Task prompt
Update everything from the start of the listing down through the line containing "x=879 y=245" by replacing "green trousers" with "olive trousers" and changing nothing else. Omit the pictures from the answer.

BEGIN Data to process

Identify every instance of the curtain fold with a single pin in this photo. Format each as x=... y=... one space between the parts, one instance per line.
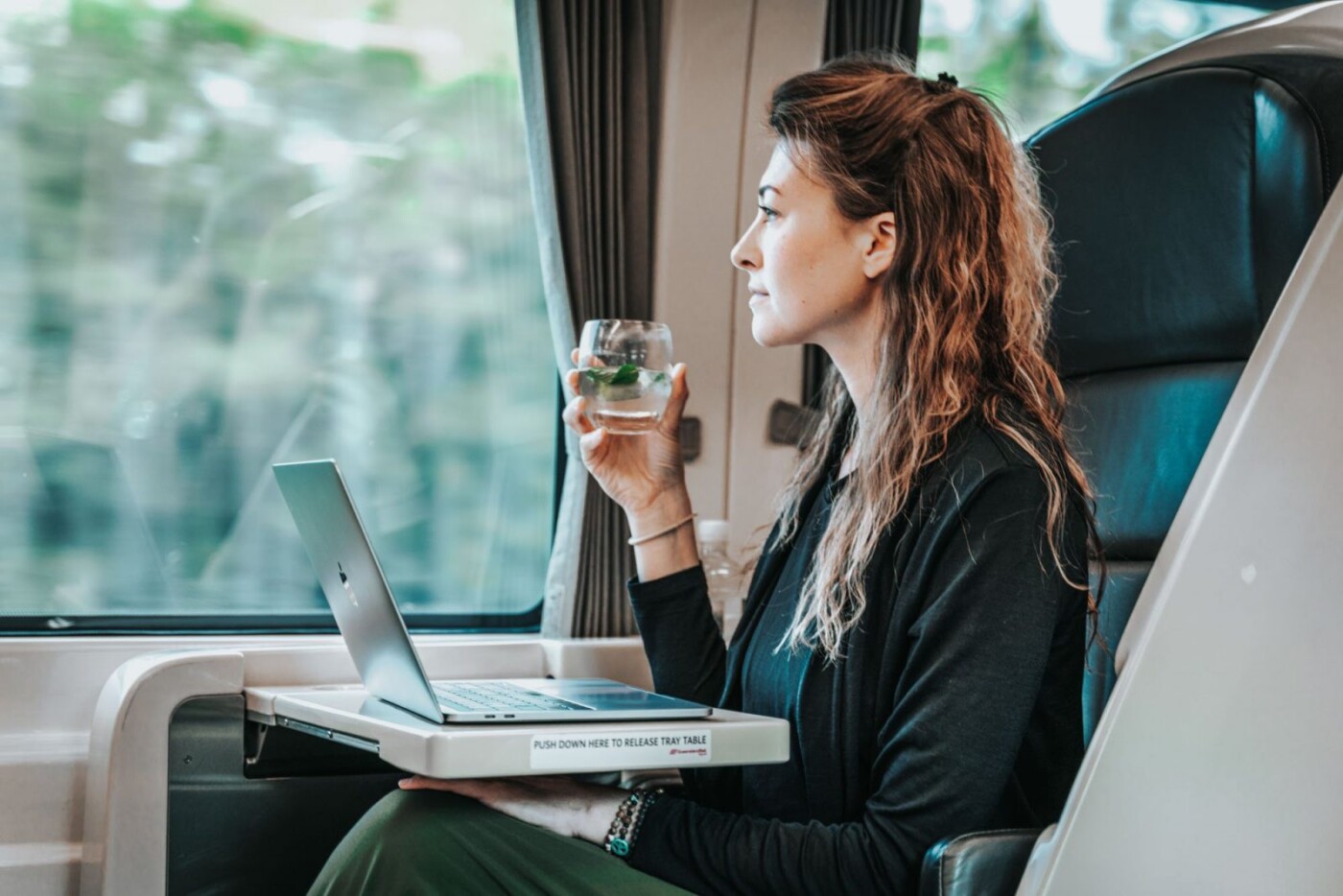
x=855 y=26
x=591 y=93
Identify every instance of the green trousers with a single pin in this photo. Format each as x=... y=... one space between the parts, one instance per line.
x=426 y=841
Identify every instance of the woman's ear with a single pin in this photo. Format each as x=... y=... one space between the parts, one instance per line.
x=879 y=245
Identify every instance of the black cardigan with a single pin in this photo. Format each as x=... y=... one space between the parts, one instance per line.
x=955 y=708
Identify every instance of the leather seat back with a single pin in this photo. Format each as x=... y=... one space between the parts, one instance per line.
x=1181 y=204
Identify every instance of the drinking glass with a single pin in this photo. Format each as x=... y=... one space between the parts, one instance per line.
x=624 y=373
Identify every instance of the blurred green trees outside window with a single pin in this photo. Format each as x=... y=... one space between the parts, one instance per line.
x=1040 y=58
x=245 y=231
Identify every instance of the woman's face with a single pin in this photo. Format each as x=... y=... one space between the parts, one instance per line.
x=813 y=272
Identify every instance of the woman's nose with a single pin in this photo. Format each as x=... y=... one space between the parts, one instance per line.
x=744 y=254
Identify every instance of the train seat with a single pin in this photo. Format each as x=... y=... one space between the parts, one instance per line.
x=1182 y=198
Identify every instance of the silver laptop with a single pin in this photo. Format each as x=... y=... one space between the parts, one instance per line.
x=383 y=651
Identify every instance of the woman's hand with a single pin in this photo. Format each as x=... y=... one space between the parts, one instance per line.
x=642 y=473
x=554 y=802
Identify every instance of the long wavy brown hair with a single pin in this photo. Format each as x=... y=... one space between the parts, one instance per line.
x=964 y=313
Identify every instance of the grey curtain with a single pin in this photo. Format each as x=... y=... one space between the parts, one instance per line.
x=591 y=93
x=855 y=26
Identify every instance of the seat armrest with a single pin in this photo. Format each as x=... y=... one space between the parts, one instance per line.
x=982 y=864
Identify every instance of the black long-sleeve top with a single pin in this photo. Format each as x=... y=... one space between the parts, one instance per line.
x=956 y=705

END Data to process

Exercise output
Identify every instance of the curtain fold with a single pin in this photo. Format each as x=... y=... one space between the parts, one instance per line.
x=855 y=26
x=591 y=93
Identify every instance of the olive trousers with a single pin in this photo. Format each as x=... y=... one space between the parts, one instance per line.
x=426 y=841
Identify every instance of the woman's ear with a single pin in this photo. Format each as x=... y=... one space between the parts, one instance per line.
x=879 y=245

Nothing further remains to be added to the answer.